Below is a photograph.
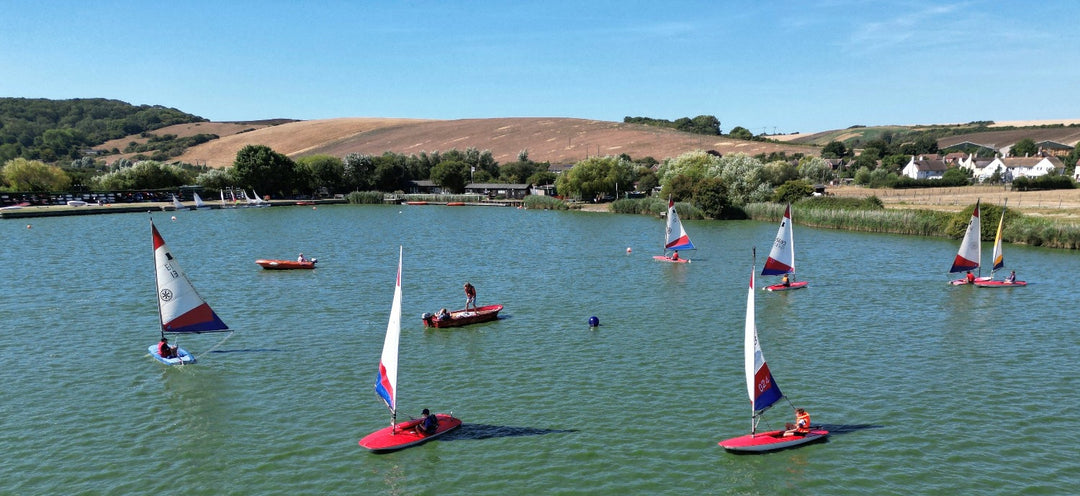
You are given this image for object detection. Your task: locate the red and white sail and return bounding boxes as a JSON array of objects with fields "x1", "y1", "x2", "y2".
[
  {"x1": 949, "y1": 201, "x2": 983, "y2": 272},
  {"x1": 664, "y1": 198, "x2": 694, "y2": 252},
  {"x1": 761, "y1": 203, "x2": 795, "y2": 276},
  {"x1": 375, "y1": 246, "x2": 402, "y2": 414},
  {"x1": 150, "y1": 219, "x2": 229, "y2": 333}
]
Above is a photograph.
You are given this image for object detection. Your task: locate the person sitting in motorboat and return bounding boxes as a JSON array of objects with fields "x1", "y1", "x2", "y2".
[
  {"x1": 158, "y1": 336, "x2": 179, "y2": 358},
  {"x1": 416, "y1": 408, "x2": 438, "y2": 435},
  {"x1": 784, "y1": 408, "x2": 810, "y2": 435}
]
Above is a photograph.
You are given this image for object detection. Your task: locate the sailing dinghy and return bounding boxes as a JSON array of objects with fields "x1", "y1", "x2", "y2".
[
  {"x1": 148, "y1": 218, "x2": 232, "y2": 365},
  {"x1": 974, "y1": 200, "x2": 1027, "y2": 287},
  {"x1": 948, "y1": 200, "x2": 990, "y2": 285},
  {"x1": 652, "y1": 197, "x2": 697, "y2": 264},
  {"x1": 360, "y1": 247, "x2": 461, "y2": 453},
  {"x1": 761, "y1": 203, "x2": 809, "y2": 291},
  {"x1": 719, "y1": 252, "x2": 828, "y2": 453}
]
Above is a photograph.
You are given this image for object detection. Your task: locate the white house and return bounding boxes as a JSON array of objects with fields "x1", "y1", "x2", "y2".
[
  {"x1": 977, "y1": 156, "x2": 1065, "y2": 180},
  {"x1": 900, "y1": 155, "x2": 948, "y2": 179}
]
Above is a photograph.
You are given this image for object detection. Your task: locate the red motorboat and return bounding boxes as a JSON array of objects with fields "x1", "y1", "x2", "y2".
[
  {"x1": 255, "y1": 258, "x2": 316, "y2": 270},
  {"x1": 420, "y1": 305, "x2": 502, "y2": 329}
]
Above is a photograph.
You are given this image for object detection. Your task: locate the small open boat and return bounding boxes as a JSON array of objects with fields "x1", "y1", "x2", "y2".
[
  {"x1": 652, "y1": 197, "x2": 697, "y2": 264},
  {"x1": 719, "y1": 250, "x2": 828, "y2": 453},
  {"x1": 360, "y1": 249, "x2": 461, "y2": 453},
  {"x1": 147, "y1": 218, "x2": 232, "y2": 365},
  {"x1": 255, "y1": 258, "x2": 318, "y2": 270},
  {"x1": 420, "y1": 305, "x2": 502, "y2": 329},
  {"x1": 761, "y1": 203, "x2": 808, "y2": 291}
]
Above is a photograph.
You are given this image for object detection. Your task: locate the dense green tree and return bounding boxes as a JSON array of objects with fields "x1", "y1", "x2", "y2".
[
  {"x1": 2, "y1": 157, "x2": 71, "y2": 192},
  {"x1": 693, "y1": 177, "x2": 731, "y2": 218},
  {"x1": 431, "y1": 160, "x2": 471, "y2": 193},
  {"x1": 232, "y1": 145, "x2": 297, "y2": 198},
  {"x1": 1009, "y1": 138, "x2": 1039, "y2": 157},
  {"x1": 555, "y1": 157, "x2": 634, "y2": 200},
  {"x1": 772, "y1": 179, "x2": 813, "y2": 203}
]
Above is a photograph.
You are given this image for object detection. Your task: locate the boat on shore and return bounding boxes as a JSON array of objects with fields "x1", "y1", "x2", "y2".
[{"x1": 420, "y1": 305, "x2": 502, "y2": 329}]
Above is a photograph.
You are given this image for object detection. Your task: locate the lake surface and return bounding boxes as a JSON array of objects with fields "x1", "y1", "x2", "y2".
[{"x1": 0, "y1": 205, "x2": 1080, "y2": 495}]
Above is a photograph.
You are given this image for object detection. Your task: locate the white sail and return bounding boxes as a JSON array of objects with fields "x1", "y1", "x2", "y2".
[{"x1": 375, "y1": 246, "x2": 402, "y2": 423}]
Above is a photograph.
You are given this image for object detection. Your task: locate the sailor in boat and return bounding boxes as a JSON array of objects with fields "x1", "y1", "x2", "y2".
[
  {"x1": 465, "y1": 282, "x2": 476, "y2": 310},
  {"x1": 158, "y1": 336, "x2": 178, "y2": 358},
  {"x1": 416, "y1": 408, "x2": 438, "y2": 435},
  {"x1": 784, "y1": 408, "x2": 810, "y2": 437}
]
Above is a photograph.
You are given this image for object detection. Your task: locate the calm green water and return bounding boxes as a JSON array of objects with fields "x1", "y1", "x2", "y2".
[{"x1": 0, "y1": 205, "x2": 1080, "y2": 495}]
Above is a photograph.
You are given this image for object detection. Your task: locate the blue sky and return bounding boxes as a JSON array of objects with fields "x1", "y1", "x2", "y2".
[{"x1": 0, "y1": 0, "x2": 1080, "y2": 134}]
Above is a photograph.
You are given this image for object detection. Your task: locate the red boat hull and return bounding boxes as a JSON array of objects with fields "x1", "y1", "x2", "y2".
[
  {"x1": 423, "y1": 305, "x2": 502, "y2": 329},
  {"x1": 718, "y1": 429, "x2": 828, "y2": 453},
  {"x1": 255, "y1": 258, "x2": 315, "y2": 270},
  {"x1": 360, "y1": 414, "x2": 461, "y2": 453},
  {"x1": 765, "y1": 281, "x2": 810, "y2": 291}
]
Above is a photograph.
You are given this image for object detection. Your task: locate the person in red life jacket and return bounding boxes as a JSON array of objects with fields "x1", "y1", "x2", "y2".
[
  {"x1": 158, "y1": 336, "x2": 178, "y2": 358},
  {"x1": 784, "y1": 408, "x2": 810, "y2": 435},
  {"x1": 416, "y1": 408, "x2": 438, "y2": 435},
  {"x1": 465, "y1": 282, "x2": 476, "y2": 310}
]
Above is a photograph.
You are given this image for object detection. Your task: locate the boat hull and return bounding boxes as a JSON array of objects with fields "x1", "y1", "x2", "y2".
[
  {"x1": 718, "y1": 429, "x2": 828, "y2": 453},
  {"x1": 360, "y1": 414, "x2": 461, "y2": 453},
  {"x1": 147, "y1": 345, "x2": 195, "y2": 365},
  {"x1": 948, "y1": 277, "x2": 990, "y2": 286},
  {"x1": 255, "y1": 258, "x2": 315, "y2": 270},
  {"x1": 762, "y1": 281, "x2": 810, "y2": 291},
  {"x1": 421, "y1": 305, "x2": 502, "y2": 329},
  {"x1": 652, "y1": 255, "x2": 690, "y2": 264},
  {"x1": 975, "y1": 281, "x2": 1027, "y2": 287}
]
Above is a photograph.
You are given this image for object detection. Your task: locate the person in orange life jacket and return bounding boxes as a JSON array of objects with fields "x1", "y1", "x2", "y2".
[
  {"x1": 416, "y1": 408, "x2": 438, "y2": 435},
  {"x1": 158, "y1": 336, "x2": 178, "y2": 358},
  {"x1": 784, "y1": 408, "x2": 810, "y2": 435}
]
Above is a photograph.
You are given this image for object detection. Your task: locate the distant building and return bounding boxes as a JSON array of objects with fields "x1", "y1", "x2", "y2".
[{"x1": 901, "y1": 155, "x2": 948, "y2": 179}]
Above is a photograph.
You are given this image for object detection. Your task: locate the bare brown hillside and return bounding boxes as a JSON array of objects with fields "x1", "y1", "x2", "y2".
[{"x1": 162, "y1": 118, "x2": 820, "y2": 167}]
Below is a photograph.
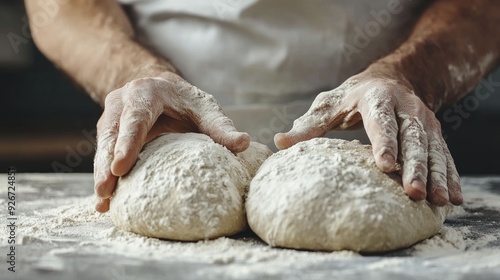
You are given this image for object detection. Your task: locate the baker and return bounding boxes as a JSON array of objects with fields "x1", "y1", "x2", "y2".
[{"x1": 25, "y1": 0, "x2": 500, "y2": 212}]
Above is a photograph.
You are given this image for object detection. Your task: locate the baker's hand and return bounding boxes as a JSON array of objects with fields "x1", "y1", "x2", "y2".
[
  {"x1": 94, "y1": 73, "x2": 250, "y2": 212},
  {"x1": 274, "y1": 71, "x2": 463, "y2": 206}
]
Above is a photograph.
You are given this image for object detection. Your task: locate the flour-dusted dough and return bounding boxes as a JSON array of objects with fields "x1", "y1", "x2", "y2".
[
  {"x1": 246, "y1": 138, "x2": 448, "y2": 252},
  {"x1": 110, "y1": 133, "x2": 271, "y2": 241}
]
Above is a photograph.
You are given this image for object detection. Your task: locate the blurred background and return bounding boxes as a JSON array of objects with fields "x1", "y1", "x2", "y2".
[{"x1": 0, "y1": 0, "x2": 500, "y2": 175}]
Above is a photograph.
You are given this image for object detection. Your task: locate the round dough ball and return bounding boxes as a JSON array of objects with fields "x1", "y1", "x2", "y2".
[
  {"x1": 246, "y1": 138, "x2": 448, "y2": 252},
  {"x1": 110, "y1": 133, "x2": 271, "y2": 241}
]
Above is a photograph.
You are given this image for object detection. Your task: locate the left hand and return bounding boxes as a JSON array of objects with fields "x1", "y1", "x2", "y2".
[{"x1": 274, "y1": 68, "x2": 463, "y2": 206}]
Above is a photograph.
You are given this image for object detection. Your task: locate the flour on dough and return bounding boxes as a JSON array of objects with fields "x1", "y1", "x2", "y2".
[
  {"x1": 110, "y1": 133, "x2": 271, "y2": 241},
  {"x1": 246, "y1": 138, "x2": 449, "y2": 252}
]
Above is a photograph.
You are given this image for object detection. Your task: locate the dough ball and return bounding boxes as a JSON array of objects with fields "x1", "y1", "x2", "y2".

§ **Given instruction**:
List every line of the data above that contains the word "green", copying each line in full. Match case exactly.

§ **Task result**:
You are given this image for object detection. Your task: locate the dense green tree and return bounding boxes as a JSON array of objects with fields "x1", "y1", "x2", "y2".
You are given this image for object detection. Your task: locate the calm green water and return bounding boxes as a JSON array of objects with fields "x1", "y1", "x2", "y2".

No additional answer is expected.